----- Stored records

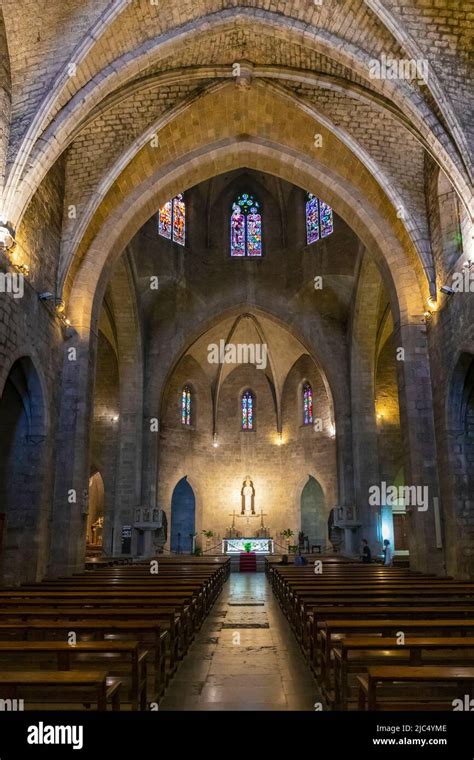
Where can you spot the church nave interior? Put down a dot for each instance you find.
(236, 356)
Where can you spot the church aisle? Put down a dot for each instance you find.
(244, 658)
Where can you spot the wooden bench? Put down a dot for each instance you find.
(142, 630)
(64, 652)
(93, 686)
(439, 675)
(384, 627)
(412, 651)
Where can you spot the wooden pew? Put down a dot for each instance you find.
(369, 698)
(384, 627)
(415, 651)
(93, 686)
(64, 653)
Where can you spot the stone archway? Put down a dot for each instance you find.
(95, 517)
(313, 513)
(460, 413)
(183, 517)
(22, 434)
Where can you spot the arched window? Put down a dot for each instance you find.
(246, 227)
(248, 417)
(319, 219)
(186, 402)
(172, 220)
(307, 404)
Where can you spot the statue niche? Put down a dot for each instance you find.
(248, 497)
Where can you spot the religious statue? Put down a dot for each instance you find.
(248, 497)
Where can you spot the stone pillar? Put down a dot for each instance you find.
(419, 444)
(69, 519)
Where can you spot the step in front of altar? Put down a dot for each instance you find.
(235, 563)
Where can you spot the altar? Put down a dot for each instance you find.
(238, 545)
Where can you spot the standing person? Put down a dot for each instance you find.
(366, 553)
(387, 553)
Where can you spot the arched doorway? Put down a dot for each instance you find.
(461, 428)
(183, 517)
(22, 432)
(313, 523)
(95, 518)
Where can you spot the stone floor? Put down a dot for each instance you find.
(244, 658)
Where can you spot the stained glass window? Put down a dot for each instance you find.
(247, 411)
(179, 219)
(319, 219)
(172, 220)
(186, 405)
(164, 221)
(307, 404)
(246, 227)
(325, 216)
(312, 219)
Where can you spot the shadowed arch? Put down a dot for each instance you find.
(183, 517)
(22, 436)
(313, 513)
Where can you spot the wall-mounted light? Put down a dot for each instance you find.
(7, 239)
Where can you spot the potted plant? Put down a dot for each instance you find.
(208, 534)
(287, 533)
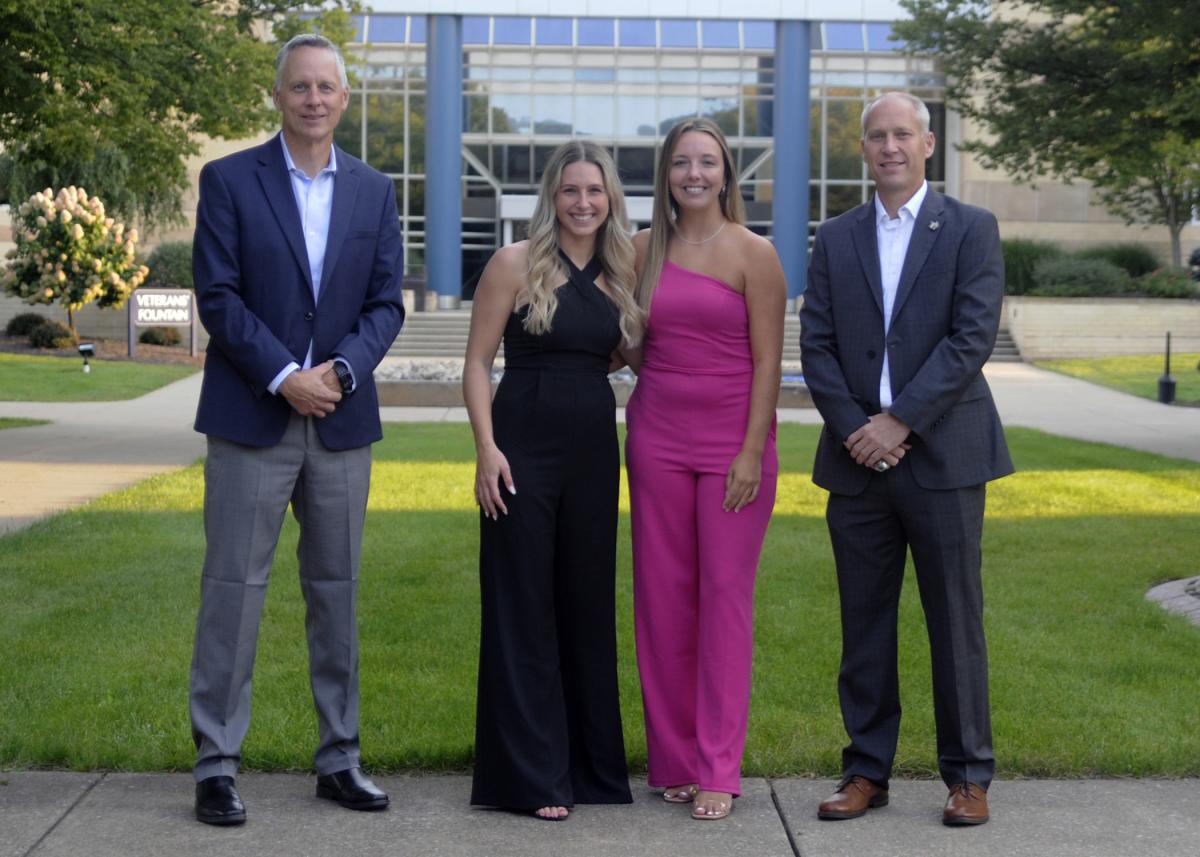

----------

Recast all of the lines above as a Markdown table with the columns "No." for the row number and "Line" for the text, skipping blank lines. Leave the pictures out of the table.

→ **Result for this task**
| No. | Line |
|---|---|
| 1 | Where can you spot the church nave interior? Put down a dot for each instance you find. |
| 2 | (236, 356) |
| 3 | Where can you spot the church aisle? Put down a dot for each instance you find. |
| 4 | (244, 658) |
| 5 | Where can you spot the wooden bench? Put down a dot for each instance you find. |
| 6 | (142, 630) |
| 7 | (64, 652) |
| 8 | (93, 686) |
| 9 | (439, 675) |
| 10 | (384, 627) |
| 11 | (412, 651) |
| 12 | Where can you spot the wooden pew? Put down a dot for each instance you find. |
| 13 | (369, 698) |
| 14 | (384, 627) |
| 15 | (415, 651) |
| 16 | (93, 686) |
| 17 | (64, 653) |
| 18 | Where can you spot the stone archway? Put down a dot for each instance you find. |
| 19 | (95, 517) |
| 20 | (313, 513) |
| 21 | (460, 413) |
| 22 | (183, 517) |
| 23 | (22, 434) |
| 24 | Where can you spot the arched window? Put down a dot for each instance you find. |
| 25 | (246, 227) |
| 26 | (248, 417) |
| 27 | (319, 219) |
| 28 | (186, 402) |
| 29 | (172, 220) |
| 30 | (307, 404) |
| 31 | Where can you spot the statue niche? Put down a dot for each instance you find. |
| 32 | (248, 497) |
| 33 | Where can you spot the religious statue? Put down a dot for each instance you find. |
| 34 | (248, 497) |
| 35 | Where can you spot the stone pillar? Put down a dot for each instance you find. |
| 36 | (419, 444) |
| 37 | (69, 519) |
| 38 | Where can you spot the step in front of altar? Put down a dot for each instance you find. |
| 39 | (235, 563) |
| 40 | Where can you spot the altar? Put down a dot for each instance you find. |
| 41 | (238, 545) |
| 42 | Where can you spot the standing person? Put down a dot for each instance you find. |
| 43 | (366, 553) |
| 44 | (387, 553) |
| 45 | Where can you spot the arched doorway? Put down a dot for each instance you find. |
| 46 | (461, 428) |
| 47 | (183, 517) |
| 48 | (22, 432) |
| 49 | (313, 523) |
| 50 | (95, 518) |
| 51 | Where can you spot the stone floor? Put down a dot for each instance you find. |
| 52 | (244, 658) |
| 53 | Where can you spot the stained glass window? Put down a dot for each instance you find. |
| 54 | (247, 411) |
| 55 | (179, 219) |
| 56 | (319, 219) |
| 57 | (172, 220) |
| 58 | (186, 405) |
| 59 | (164, 221) |
| 60 | (307, 404) |
| 61 | (246, 227) |
| 62 | (325, 216) |
| 63 | (312, 219) |
| 64 | Where can you spot the shadowed arch? Put down a dot for each instance you find. |
| 65 | (183, 517) |
| 66 | (22, 436) |
| 67 | (313, 513) |
| 68 | Where can you spot the wall-mounted light? Put down a dot for each instance you find. |
| 69 | (7, 239) |
| 70 | Where can you spot the potted plant? Put down a dot for each instance you find. |
| 71 | (208, 534) |
| 72 | (287, 533) |